# [WORK TASK]
An exact copy of the entries is required, with every image omitted.

# [EXERCISE MATERIAL]
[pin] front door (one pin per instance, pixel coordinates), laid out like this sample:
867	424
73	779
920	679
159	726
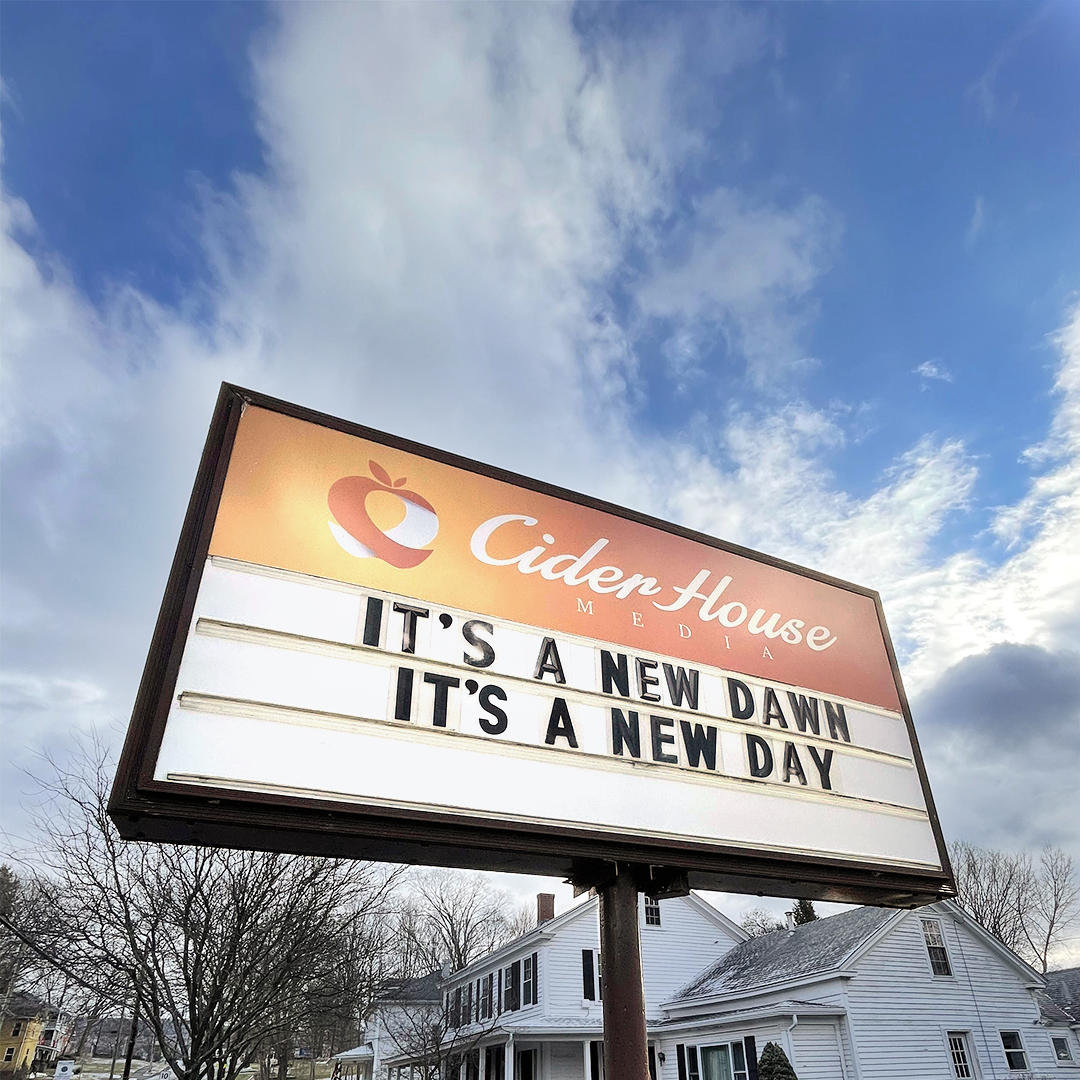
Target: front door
959	1051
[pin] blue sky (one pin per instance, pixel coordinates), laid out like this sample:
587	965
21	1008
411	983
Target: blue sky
804	275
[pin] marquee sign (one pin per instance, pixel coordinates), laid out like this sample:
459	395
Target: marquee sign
373	648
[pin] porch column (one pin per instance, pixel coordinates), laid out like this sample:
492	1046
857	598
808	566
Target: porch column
508	1058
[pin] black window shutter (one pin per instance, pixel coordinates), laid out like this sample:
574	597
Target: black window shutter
515	985
751	1047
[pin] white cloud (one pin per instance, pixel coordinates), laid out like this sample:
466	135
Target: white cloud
931	369
453	192
976	224
745	271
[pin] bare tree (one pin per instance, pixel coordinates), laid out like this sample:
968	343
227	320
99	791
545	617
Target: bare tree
757	922
1027	904
993	887
454	918
223	952
1053	903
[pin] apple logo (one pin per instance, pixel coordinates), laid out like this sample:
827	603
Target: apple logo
352	526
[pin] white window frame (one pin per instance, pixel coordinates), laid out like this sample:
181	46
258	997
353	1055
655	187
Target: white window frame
1069	1062
969	1043
1026	1067
742	1074
597	982
650	914
488	986
528	983
935	926
508	974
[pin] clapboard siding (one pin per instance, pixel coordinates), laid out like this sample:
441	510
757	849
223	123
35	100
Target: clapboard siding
815	1051
900	1011
565	1062
686	941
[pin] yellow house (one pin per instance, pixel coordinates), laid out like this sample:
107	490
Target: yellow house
21	1028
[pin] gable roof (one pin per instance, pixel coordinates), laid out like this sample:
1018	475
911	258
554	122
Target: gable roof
786	955
536	934
424	988
731	928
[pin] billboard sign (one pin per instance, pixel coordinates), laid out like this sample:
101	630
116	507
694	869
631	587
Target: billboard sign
369	647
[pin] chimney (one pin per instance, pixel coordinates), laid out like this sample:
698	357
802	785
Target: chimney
545	907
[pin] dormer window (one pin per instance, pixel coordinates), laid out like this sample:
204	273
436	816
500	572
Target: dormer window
935	947
651	912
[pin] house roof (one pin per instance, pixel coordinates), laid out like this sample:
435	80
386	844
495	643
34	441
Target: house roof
1050	1010
785	955
545	930
361	1053
536	934
424	988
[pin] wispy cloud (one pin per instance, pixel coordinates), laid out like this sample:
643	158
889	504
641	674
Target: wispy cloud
976	224
931	369
455	198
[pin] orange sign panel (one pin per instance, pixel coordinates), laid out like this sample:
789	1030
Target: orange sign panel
311	499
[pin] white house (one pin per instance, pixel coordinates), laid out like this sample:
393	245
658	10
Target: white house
872	994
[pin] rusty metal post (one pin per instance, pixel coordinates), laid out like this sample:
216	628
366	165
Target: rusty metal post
625	1039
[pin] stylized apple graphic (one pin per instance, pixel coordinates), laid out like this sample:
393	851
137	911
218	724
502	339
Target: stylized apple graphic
352	526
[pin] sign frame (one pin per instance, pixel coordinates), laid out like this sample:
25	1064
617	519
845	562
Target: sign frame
144	808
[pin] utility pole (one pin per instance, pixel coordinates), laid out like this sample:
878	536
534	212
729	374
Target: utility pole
131	1041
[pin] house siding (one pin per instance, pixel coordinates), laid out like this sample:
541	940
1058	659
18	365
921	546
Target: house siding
565	1061
686	941
815	1051
901	1012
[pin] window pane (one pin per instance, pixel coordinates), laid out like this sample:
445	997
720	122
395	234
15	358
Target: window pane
958	1049
716	1063
691	1062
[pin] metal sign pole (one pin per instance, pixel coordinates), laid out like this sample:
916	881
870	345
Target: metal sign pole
625	1038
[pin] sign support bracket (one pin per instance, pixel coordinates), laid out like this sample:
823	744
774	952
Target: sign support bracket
625	1034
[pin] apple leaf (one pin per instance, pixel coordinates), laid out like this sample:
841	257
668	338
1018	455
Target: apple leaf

# [COMPLETED EXERCISE]
[pin] front door (one pin per instance, pixel coordinates), laid out like this sample:
867	424
73	779
920	679
159	726
Target: front door
959	1051
[pin] blue sky (one pin per instance, pixel coordinates), laid out like this sample:
587	965
21	1008
411	983
Target: blue sky
804	275
[pin] marquee sign (one pin per instance, pixel coordinates), laid out like this sample:
459	395
Target: marquee sign
373	648
[pin] porch column (one pin per instance, pixel coordinates), laid out like this sample:
492	1046
857	598
808	566
Target: porch column
508	1058
[pin] black window shutter (one pin per instance, pixel coordinates), laid out like this sample:
574	597
Target: black window shutter
515	985
751	1047
[pin] white cloud (one pin per instance, pixel coordinates), laid out like this sample:
466	135
Target: white cloud
931	369
453	192
976	224
745	271
[pin] bare tree (one pin per instance, pixel coordinates), laid out like this sample:
968	343
227	320
99	791
545	617
Target: bare tree
757	922
1027	904
993	887
454	918
223	952
1053	903
[pin] apple logo (one pin per instance, pixel coordinates), laid out like this sample:
827	603
Target: apple logo
352	526
[pin] white window frame (one pin per instance, pixel coordinates), laid out like this sample:
181	46
258	997
353	1055
655	187
Target: white window frame
1069	1062
969	1043
1026	1067
742	1074
597	982
650	914
488	986
528	983
935	926
508	974
[pin] clapboard siding (one pin per instance, pixel coordinates), laid out like this sample:
441	510
757	849
223	123
35	100
Target: clapboard siding
815	1051
900	1011
565	1062
686	941
[pin] yellow house (one pin per instance, pixel coordinates), laid out like this sample:
107	490
Target: yellow house
21	1028
[pin] gable roof (one pin per instance, pixel coordinates), laid out like this sample:
1018	475
911	258
554	122
Target: gable roof
786	955
536	934
424	988
731	928
[pin] billboard sign (one pin per instance, pixel coordinates), laid out like this sample:
101	630
116	507
694	869
631	587
Target: billboard sign
369	647
[pin] chimney (one pin per instance, pixel coordinates), laid out like this sample:
698	357
802	785
Target: chimney
545	907
[pin] dormer window (one pin per instance, pixel coordinates), laid out like this sample:
204	273
436	816
500	572
Target: dormer window
935	947
651	912
[pin] house roof (one pin per instance, pixel coordinates), laid out like this sample:
435	80
386	844
495	643
34	441
Target: house roof
1050	1010
785	955
545	930
361	1053
536	934
424	988
[pin] wispy cloud (one pin per instance, pixel coordinates), laid out like this sample:
643	158
889	504
641	674
Target: wispy cloud
976	224
931	369
455	198
[pin] orange sign panel (one pin per instance, pixel coordinates), laid out like this sample:
789	1030
Target: orange sign panel
311	499
[pin] white house (one pin per instance, pixel coordinates), laid out like this sample:
393	245
658	10
Target: white house
872	994
[pin] rusty metal post (one pin per instance, pixel coordinates), laid out like this sample:
216	628
366	165
Target: rusty metal post
625	1039
[pin] stylized apple graphic (one pin per instance, pixel coordinates), laid out like this sample:
393	851
137	911
218	724
502	339
Target: stylized apple graphic
352	526
[pin] sign frame (one pin per instance, pixel coordinates), laid out like this sample:
25	1064
617	519
845	562
Target: sign frame
144	808
[pin] utility pole (one pin per instance, pixel coordinates), laid out like this sample:
878	536
534	212
729	374
Target: utility pole
131	1041
[pin] house siding (one pin per instance, pixel coordinates), laid out like this sample:
541	940
1058	659
18	365
921	546
Target: house siding
565	1061
686	941
815	1051
901	1012
[pin] window pane (one pin per instance, pixel coordinates), laid out like this sample:
445	997
720	122
395	234
15	358
Target: window pane
958	1049
716	1063
691	1062
[pin] metal sign pole (one pin per instance, pixel coordinates), laid out like this sample:
916	881
870	345
Target: metal sign pole
625	1038
[pin] sign support bracket (one pin per instance, pixel coordinates), laid out like this sample:
823	744
774	952
Target: sign support bracket
625	1034
[pin] apple leaf (one pin per instance, pixel coordinates), laid out like this sample:
841	257
668	338
1018	455
Target: apple leaf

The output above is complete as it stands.